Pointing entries
• • • •

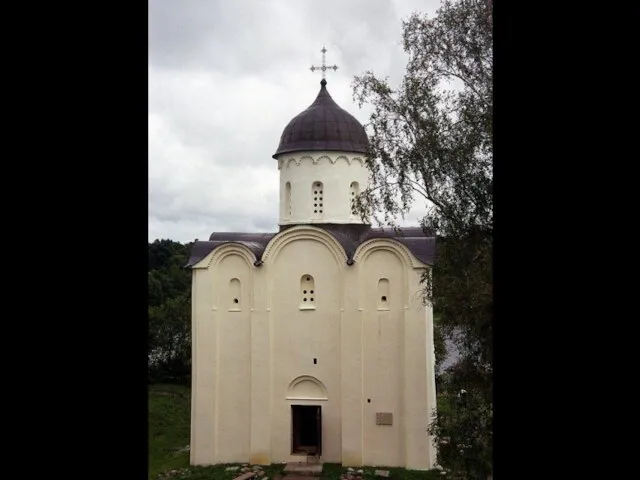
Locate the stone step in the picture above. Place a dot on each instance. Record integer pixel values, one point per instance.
(303, 469)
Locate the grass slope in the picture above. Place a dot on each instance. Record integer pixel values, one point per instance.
(169, 429)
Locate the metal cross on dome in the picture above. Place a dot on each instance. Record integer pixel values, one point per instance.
(324, 68)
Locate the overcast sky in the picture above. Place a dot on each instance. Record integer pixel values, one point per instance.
(225, 78)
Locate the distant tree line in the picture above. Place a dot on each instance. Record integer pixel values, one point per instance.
(169, 345)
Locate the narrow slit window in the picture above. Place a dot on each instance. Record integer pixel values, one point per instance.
(354, 191)
(383, 294)
(307, 292)
(287, 199)
(317, 196)
(235, 301)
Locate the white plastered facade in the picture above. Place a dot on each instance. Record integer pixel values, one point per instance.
(362, 346)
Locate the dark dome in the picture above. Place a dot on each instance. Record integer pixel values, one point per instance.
(323, 126)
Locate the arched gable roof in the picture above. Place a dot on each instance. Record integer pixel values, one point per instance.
(349, 236)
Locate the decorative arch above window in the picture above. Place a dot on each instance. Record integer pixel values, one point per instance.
(307, 293)
(383, 294)
(235, 301)
(317, 194)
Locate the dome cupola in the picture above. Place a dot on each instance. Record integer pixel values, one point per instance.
(324, 126)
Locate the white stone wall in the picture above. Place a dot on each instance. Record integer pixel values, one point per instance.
(253, 359)
(341, 175)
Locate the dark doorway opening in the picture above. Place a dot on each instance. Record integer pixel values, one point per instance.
(306, 432)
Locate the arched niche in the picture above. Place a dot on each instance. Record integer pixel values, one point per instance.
(306, 387)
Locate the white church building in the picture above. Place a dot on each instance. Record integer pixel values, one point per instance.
(314, 340)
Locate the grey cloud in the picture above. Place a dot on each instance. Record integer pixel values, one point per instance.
(225, 77)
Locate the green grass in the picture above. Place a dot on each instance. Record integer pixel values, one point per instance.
(169, 428)
(169, 432)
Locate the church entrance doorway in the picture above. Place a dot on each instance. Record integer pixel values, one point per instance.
(306, 432)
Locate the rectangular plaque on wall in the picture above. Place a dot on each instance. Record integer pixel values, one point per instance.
(384, 418)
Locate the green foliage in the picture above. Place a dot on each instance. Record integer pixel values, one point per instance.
(169, 428)
(431, 141)
(169, 313)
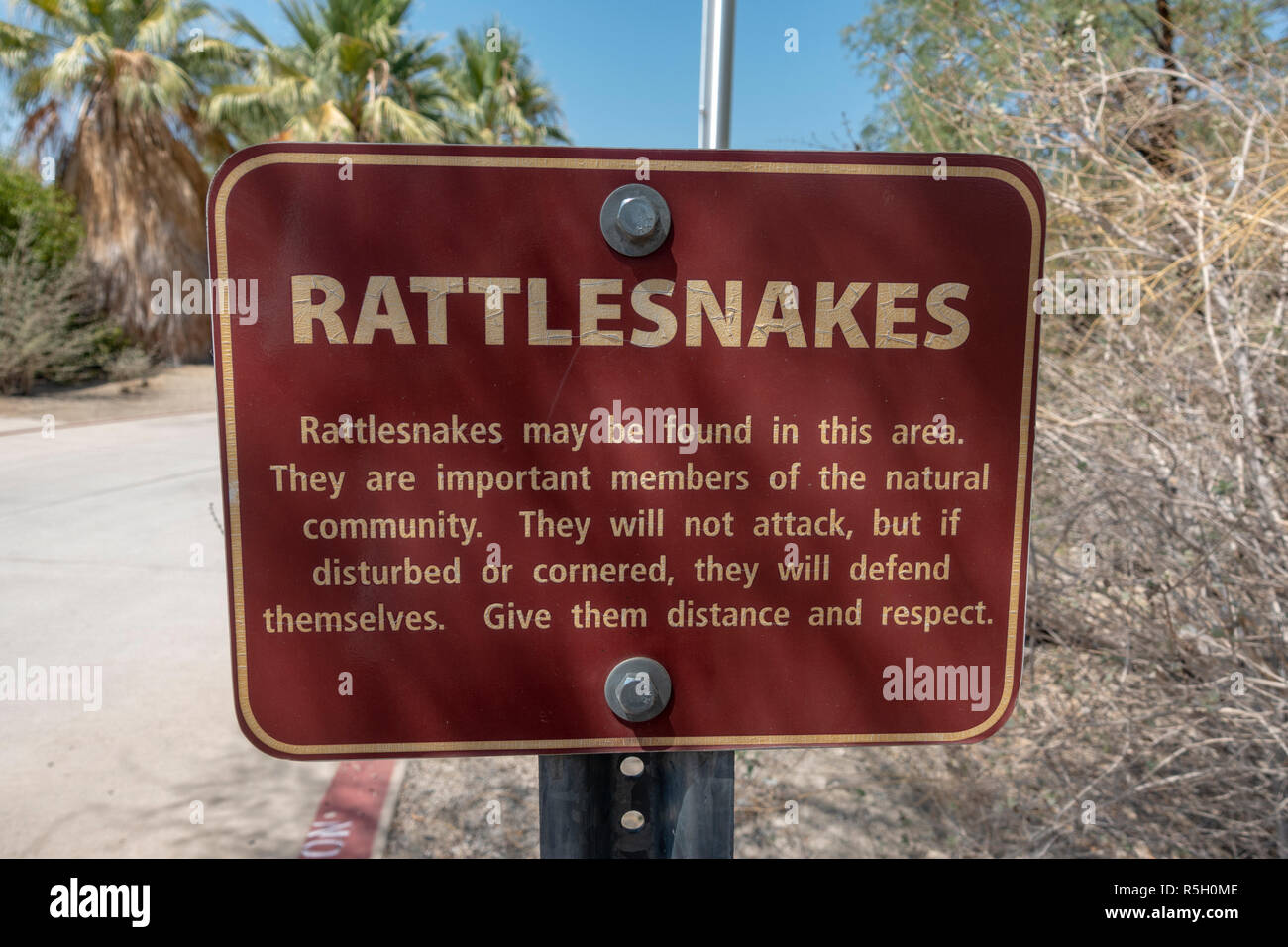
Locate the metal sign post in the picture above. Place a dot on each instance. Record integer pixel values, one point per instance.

• • • •

WHAT TO PRODUCE
Can you copy everything from the line containing "Locate the grey" down through the end of the entries, substituting "lush" for "green" and otherwise changing nothing? Leave the pictures out of your answer.

REPLY
Locate the grey cloud in the picture above. Place a dot on each instance. Record integer pixel values, one point per instance.
(225, 77)
Locate the lush grass in the picture above. Place a dot on each instance. Record integer pixel values, one point per instance.
(169, 428)
(169, 432)
Locate the church entrance doorway in the picture above. Place a dot on each instance. Record integer pixel values, one point per instance.
(306, 432)
Locate the rectangular plaque on wall in the picture above. Place a dot on each instance. Record integer pixel values, one point per instance.
(384, 418)
Locate the lush foliage in the picture above. Place a dot on each instance. Record integer pixel values, one point per instance.
(169, 428)
(431, 141)
(169, 313)
Locate the metal sign post in the picture above. Place a dot on each instance. Record integer pixel values, one point per instance.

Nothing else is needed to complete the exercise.